**PROBLEM 1**
Rewrite the paragraph beginning "The Bridge on the Drina was written by" from the text on The Bridge on the Drina as a shorter bulleted list that keeps its main facts.
**PROBLEM 2**
Copy the part of the text on The Bridge on the Drina starting with "Beyond the Connection: The" and going on through "Mailing and Handling)".

──────── PASSAGE FOR REVIEW

Architecture in Fictional Literature: Essays on Selected Works

Beyond the Connection: The Bridge on the Drina

Author(s): Semiha Kartal * .

Pp: 77-83 (7)

DOI: 10.2174/9789815036008121010010

* (Excluding Mailing and Handling)

Abstract

The Bridge on the Drina was written by internationally famous Ivo Andric, who was born in 1892 in Travnik, Bosnia, and spent a part of his youth in Visegrad with his mother. The Bridge of the Drina is an important work that has been able to relate past experiences, hopes, and aspirations. In this work, the East-West relationship from the strongest periods of the Ottoman Empire was transmitted to the reader through this bridge. This work, whose author was awarded the Nobel Prize for Literature in 1961, has been printed many times in different languages. The bridge itself was built over the Drina River, the largest tributary of the Sava River. The stories of different people, such as Serbs, Muslims, and Jews, who lived there because of the years of wars between the Ottomans and Austria and other uprisings, were set in the town of Visegrad around this river and on this bridge. With this bridge, Bosnia was connected to Serbia and further afield, to other parts of the Ottoman Empire and even to Istanbul. The stone bridge, built on 11 arches, took five years to build and was completed in 1571. Most of the stories mentioned in this work were realized there as well. This stone bridge was built by a Serbian-born boy who crossed the river from the village of Sokolovic from the opposite side. He was called Sokollu Mehmet Pasha years later, the grand vizier in the Ottoman Empire. With the construction of the bridge, different structures such as the stone house and the police station were built in different periods. The Bridge of the Drina conveys the deep waters of the past, the stories filled with hope, longing, and loss, in a sad and effective way.


Keywords: Austrian Empire, Bridge, Environmental elements, Ivo Andric, Kapiya, Ottoman Empire, Piva River, Place in architecture, Sarajevo, Sava River, Sokollu Mehmet Pasha, Sokolovic village, Stone bridge, Stone house, Tara River, The Bridge on the Drina, Time in architecture, Tradition, Trovnik Town, Visegrad.

────────────────
──────── DATA

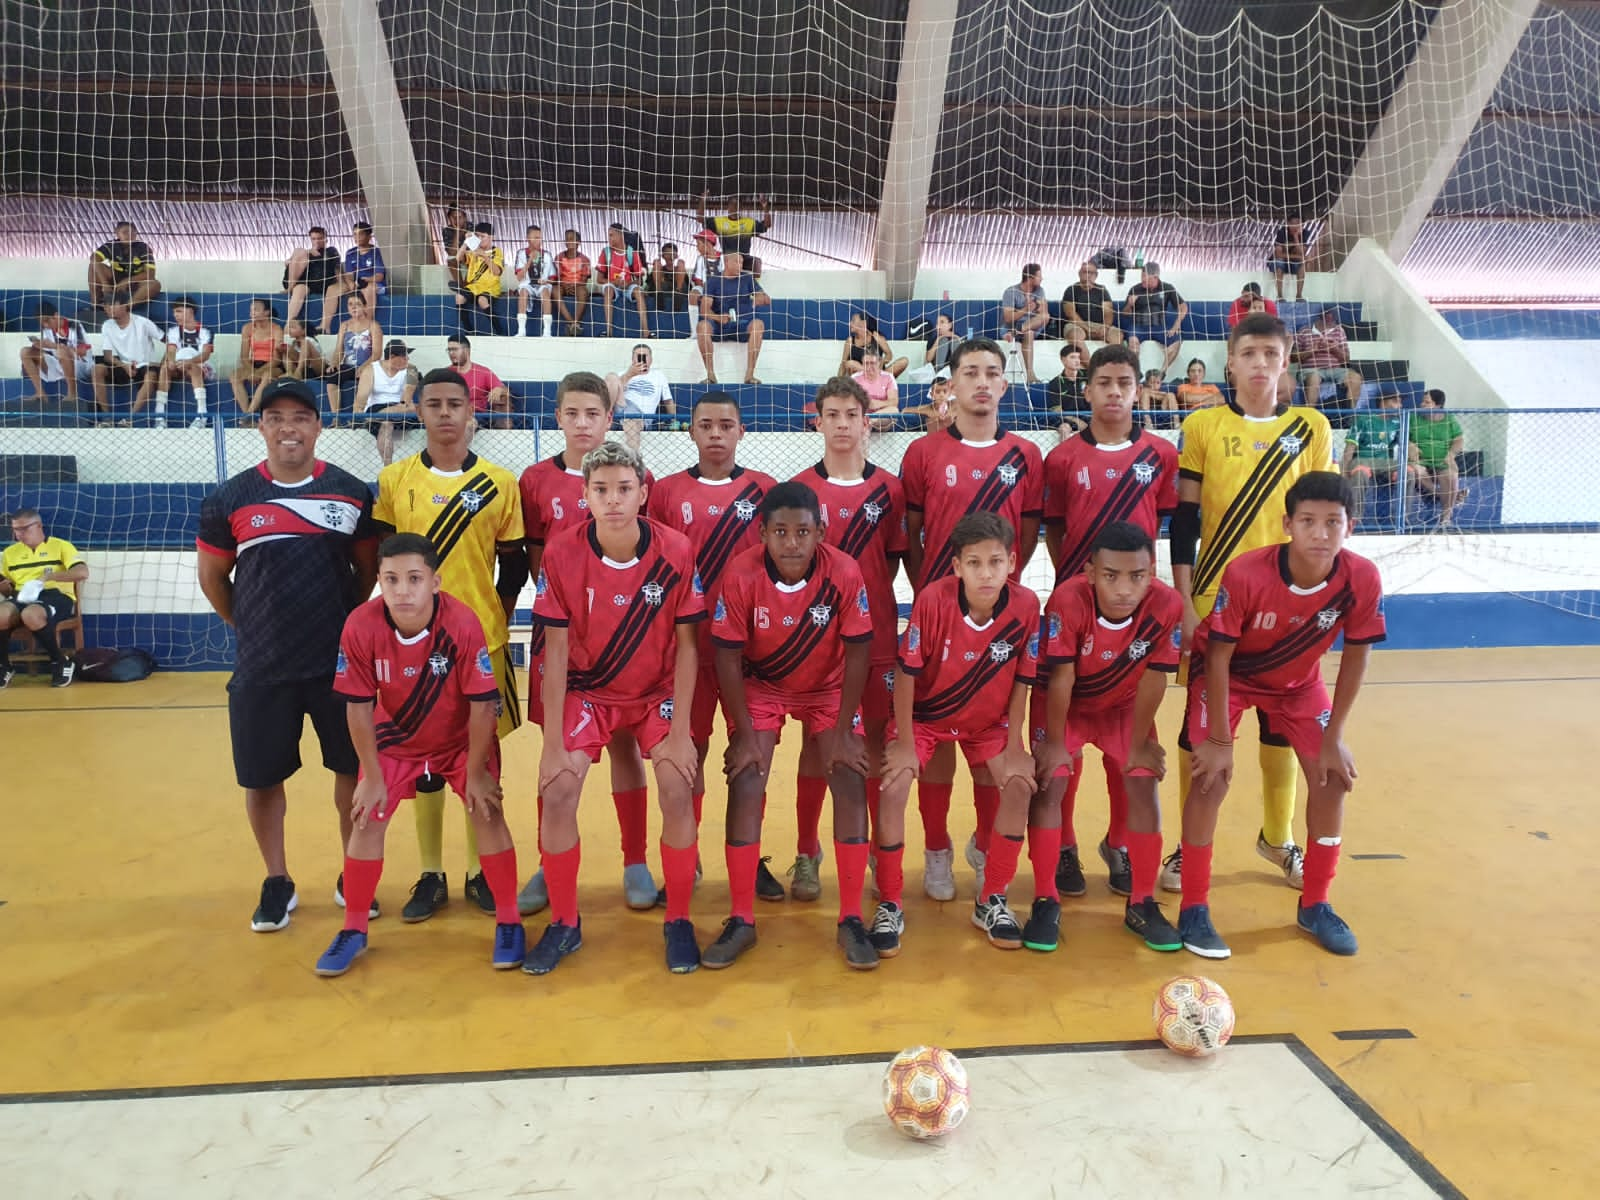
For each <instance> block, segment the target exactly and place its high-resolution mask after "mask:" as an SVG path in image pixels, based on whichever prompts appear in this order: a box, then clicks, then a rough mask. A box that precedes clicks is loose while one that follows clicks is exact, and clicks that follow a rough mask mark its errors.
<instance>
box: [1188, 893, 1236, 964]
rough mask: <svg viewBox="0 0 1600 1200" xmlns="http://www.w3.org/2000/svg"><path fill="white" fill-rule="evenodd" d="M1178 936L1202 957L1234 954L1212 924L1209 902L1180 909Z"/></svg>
mask: <svg viewBox="0 0 1600 1200" xmlns="http://www.w3.org/2000/svg"><path fill="white" fill-rule="evenodd" d="M1178 936H1179V938H1181V939H1182V942H1184V949H1186V950H1189V952H1190V954H1198V955H1200V957H1202V958H1229V957H1230V955H1232V954H1234V952H1232V950H1230V949H1227V942H1226V941H1222V934H1219V933H1218V931H1216V926H1214V925H1211V906H1208V904H1195V906H1192V907H1189V909H1179V910H1178Z"/></svg>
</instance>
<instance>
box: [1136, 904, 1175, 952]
mask: <svg viewBox="0 0 1600 1200" xmlns="http://www.w3.org/2000/svg"><path fill="white" fill-rule="evenodd" d="M1122 923H1123V926H1126V928H1128V930H1131V931H1133V933H1136V934H1138V936H1139V938H1142V939H1144V944H1146V946H1149V947H1150V949H1152V950H1181V949H1182V947H1184V939H1182V938H1179V936H1178V930H1174V928H1173V923H1171V922H1170V920H1166V914H1165V912H1162V906H1160V904H1157V902H1155V896H1150V898H1149V899H1142V901H1139V902H1138V904H1133V902H1130V904H1128V909H1126V912H1123V917H1122Z"/></svg>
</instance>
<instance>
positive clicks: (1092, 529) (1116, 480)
mask: <svg viewBox="0 0 1600 1200" xmlns="http://www.w3.org/2000/svg"><path fill="white" fill-rule="evenodd" d="M1176 507H1178V448H1176V446H1174V445H1173V443H1171V442H1168V440H1166V438H1163V437H1158V435H1155V434H1152V432H1149V430H1147V429H1142V427H1141V426H1134V429H1133V435H1131V437H1130V438H1128V440H1126V442H1118V443H1115V445H1107V443H1104V442H1096V440H1094V435H1093V434H1091V432H1090V430H1088V429H1085V430H1083V432H1082V434H1077V435H1074V437H1069V438H1067V440H1066V442H1062V443H1061V445H1059V446H1056V448H1054V450H1051V451H1050V453H1048V454H1046V456H1045V523H1046V525H1059V526H1062V538H1061V563H1059V565H1058V566H1056V582H1058V584H1062V582H1066V581H1067V579H1070V578H1072V576H1075V574H1080V573H1082V571H1083V563H1086V562H1088V560H1090V547H1091V546H1094V538H1098V536H1099V531H1101V530H1104V528H1106V526H1107V525H1110V523H1112V522H1133V523H1134V525H1138V526H1139V528H1141V530H1144V531H1146V533H1149V534H1150V538H1155V534H1157V531H1158V530H1160V528H1162V514H1163V512H1173V510H1174V509H1176Z"/></svg>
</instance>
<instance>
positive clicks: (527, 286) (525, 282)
mask: <svg viewBox="0 0 1600 1200" xmlns="http://www.w3.org/2000/svg"><path fill="white" fill-rule="evenodd" d="M512 270H515V272H517V336H518V338H526V336H528V298H530V296H538V298H539V323H541V328H542V330H544V336H546V338H549V336H550V290H552V288H554V286H555V259H552V258H550V251H549V250H546V248H544V230H542V229H539V227H538V226H528V245H525V246H518V248H517V261H515V262H514V264H512Z"/></svg>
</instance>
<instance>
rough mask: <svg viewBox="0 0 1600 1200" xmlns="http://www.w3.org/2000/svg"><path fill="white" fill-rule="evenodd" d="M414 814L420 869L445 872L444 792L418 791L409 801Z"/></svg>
mask: <svg viewBox="0 0 1600 1200" xmlns="http://www.w3.org/2000/svg"><path fill="white" fill-rule="evenodd" d="M411 811H413V813H414V814H416V853H418V856H419V858H421V859H422V870H424V872H434V874H435V875H443V874H445V792H443V789H440V790H437V792H419V794H418V797H416V800H413V802H411Z"/></svg>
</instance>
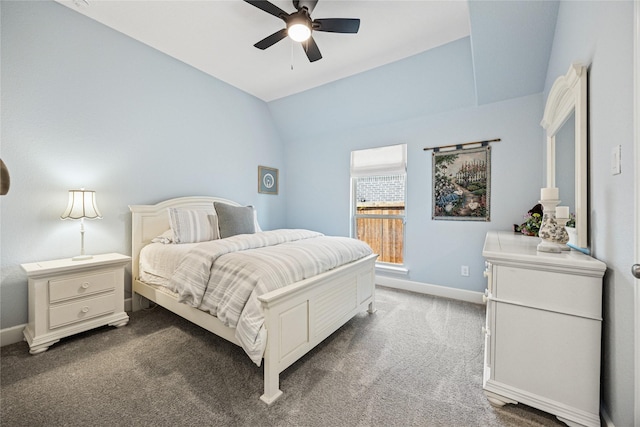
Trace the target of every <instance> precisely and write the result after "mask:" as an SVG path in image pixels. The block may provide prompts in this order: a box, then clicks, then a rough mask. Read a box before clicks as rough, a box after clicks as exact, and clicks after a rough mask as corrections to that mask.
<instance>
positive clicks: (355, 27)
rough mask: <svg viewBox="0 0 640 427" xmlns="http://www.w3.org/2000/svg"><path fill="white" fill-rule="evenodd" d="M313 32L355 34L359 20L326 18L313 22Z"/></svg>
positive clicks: (357, 30) (356, 32)
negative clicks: (313, 29) (317, 31)
mask: <svg viewBox="0 0 640 427" xmlns="http://www.w3.org/2000/svg"><path fill="white" fill-rule="evenodd" d="M313 29H314V31H325V32H328V33H347V34H355V33H357V32H358V30H359V29H360V20H359V19H357V18H326V19H316V20H314V21H313Z"/></svg>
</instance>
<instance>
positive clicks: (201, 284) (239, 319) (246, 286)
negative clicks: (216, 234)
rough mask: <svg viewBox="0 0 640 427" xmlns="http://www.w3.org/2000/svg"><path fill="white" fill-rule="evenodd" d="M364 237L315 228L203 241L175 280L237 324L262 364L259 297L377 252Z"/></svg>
mask: <svg viewBox="0 0 640 427" xmlns="http://www.w3.org/2000/svg"><path fill="white" fill-rule="evenodd" d="M371 253H372V251H371V248H370V247H369V246H368V245H367V244H366V243H364V242H361V241H359V240H356V239H350V238H347V237H329V236H325V235H323V234H321V233H317V232H314V231H309V230H274V231H264V232H260V233H255V234H242V235H237V236H233V237H229V238H226V239H220V240H212V241H210V242H204V243H200V244H199V245H198V246H196V247H195V248H194V249H193V250H192V251H190V252H189V254H188V255H187V256H185V257H184V258H183V259H182V260H181V261H180V264H179V266H178V267H177V269H176V271H175V272H174V274H173V276H172V277H171V280H170V282H169V287H170V288H171V289H172V290H173V291H174V292H176V293H178V295H179V301H180V302H183V303H185V304H188V305H190V306H192V307H196V308H199V309H201V310H204V311H208V312H209V313H211V314H212V315H214V316H216V317H217V318H218V319H220V320H221V321H222V322H223V323H224V324H225V325H227V326H229V327H231V328H235V335H236V338H237V339H238V340H239V341H240V343H241V345H242V348H244V350H245V352H246V353H247V354H248V355H249V357H250V358H251V360H253V361H254V362H255V363H256V364H257V365H258V366H260V363H261V361H262V356H263V353H264V349H265V346H266V330H265V328H264V313H263V311H262V306H261V304H260V301H259V300H258V296H260V295H262V294H265V293H267V292H270V291H273V290H275V289H278V288H281V287H283V286H286V285H289V284H292V283H295V282H298V281H300V280H303V279H307V278H310V277H313V276H315V275H317V274H320V273H323V272H325V271H328V270H331V269H333V268H336V267H338V266H340V265H343V264H347V263H349V262H352V261H355V260H357V259H360V258H362V257H365V256H367V255H369V254H371Z"/></svg>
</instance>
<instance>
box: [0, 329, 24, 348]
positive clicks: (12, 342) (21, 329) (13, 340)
mask: <svg viewBox="0 0 640 427" xmlns="http://www.w3.org/2000/svg"><path fill="white" fill-rule="evenodd" d="M26 326H27V324H26V323H25V324H24V325H17V326H12V327H10V328H5V329H0V347H4V346H5V345H9V344H15V343H17V342H20V341H22V340H23V339H24V335H22V331H24V328H25V327H26Z"/></svg>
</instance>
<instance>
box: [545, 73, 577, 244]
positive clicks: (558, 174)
mask: <svg viewBox="0 0 640 427" xmlns="http://www.w3.org/2000/svg"><path fill="white" fill-rule="evenodd" d="M540 124H541V125H542V127H543V128H544V129H545V130H546V133H547V187H558V189H559V193H560V199H561V200H562V205H565V206H569V210H570V211H571V212H574V213H575V215H576V227H575V228H576V242H575V246H577V247H579V248H583V249H586V248H587V247H588V217H587V215H588V211H587V194H588V193H587V67H585V66H583V65H580V64H573V65H571V67H569V71H568V72H567V74H566V75H564V76H560V77H558V79H557V80H556V81H555V82H554V83H553V86H552V87H551V91H550V92H549V97H548V98H547V104H546V106H545V109H544V116H543V119H542V122H541V123H540Z"/></svg>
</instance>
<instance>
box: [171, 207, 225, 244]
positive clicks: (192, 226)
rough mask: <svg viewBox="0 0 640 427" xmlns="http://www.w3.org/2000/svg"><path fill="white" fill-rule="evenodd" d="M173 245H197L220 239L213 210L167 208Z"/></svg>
mask: <svg viewBox="0 0 640 427" xmlns="http://www.w3.org/2000/svg"><path fill="white" fill-rule="evenodd" d="M168 211H169V225H170V226H171V230H172V231H173V242H174V243H197V242H206V241H209V240H216V239H219V238H220V232H219V231H218V218H217V216H216V214H215V211H214V210H204V209H181V208H169V209H168Z"/></svg>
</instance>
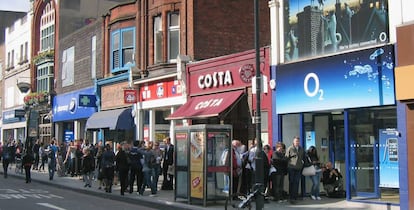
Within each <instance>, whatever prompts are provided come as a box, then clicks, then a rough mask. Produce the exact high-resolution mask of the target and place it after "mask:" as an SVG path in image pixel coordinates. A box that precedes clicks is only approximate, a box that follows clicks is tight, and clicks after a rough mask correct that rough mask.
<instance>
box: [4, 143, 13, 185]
mask: <svg viewBox="0 0 414 210" xmlns="http://www.w3.org/2000/svg"><path fill="white" fill-rule="evenodd" d="M10 144H11V142H10V141H9V142H8V143H6V144H4V145H3V154H2V159H3V173H4V178H7V169H8V168H9V164H10V162H11V158H12V154H11V148H10V146H9V145H10Z"/></svg>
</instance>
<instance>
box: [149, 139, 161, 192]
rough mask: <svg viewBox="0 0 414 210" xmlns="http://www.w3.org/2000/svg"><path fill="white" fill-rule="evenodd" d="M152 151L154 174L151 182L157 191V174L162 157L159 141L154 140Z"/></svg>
mask: <svg viewBox="0 0 414 210" xmlns="http://www.w3.org/2000/svg"><path fill="white" fill-rule="evenodd" d="M152 153H153V154H154V156H155V165H154V174H153V175H154V176H153V179H152V180H153V182H154V185H155V191H158V189H157V186H158V180H159V176H160V174H161V162H162V157H163V153H162V151H161V149H160V143H159V142H154V145H153V147H152Z"/></svg>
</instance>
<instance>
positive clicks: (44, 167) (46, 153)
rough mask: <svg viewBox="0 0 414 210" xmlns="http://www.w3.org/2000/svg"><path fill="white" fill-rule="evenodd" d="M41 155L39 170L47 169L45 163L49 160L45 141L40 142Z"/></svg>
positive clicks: (39, 154) (40, 154) (40, 156)
mask: <svg viewBox="0 0 414 210" xmlns="http://www.w3.org/2000/svg"><path fill="white" fill-rule="evenodd" d="M39 156H40V166H39V168H38V171H39V172H42V171H45V164H46V162H47V153H46V149H45V145H44V143H43V142H41V143H40V147H39Z"/></svg>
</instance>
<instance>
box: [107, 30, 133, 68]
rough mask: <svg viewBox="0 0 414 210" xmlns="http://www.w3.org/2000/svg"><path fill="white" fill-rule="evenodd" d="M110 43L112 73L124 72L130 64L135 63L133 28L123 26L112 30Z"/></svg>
mask: <svg viewBox="0 0 414 210" xmlns="http://www.w3.org/2000/svg"><path fill="white" fill-rule="evenodd" d="M111 43H112V45H111V68H112V73H120V72H124V71H126V70H128V68H129V67H130V66H134V65H135V62H134V51H135V28H124V29H120V30H116V31H113V32H112V37H111ZM126 64H128V65H126Z"/></svg>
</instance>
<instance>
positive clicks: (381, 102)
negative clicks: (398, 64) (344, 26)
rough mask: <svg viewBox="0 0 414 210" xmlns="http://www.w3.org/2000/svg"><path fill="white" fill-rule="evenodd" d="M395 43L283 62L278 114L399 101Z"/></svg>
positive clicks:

────────────────

**SOLUTION 1**
- The Bridge on the Drina was written by Ivo Andric, born in 1892 in Travnik, Bosnia, who spent part of his youth in Visegrad with his mother.
- Andric was awarded the Nobel Prize for Literature in 1961, and the work has been printed many times in different languages.
- The work relates past experiences, hopes, and aspirations, and conveys the East-West relationship from the Ottoman Empire's strongest periods through the bridge.
- The bridge crosses the Drina River, the largest tributary of the Sava River, and connected Bosnia to Serbia, other parts of the Ottoman Empire, and Istanbul.
- The stories of Serbs, Muslims, and Jews who lived there through the Ottoman-Austrian wars and other uprisings are set in Visegrad, around the river and on the bridge.
- The stone bridge has 11 arches, took five years to build, and was completed in 1571.
- It was built by a Serbian-born boy from the village of Sokolovic who later became Sokollu Mehmet Pasha, grand vizier of the Ottoman Empire.
- Other structures, such as the stone house and the police station, were added in different periods.
- The work conveys the past and its stories of hope, longing, and loss in a sad and effective way.

**SOLUTION 2**
Beyond the Connection: The Bridge on the Drina

Author(s): Semiha Kartal * .

Pp: 77-83 (7)

DOI: 10.2174/9789815036008121010010

* (Excluding Mailing and Handling)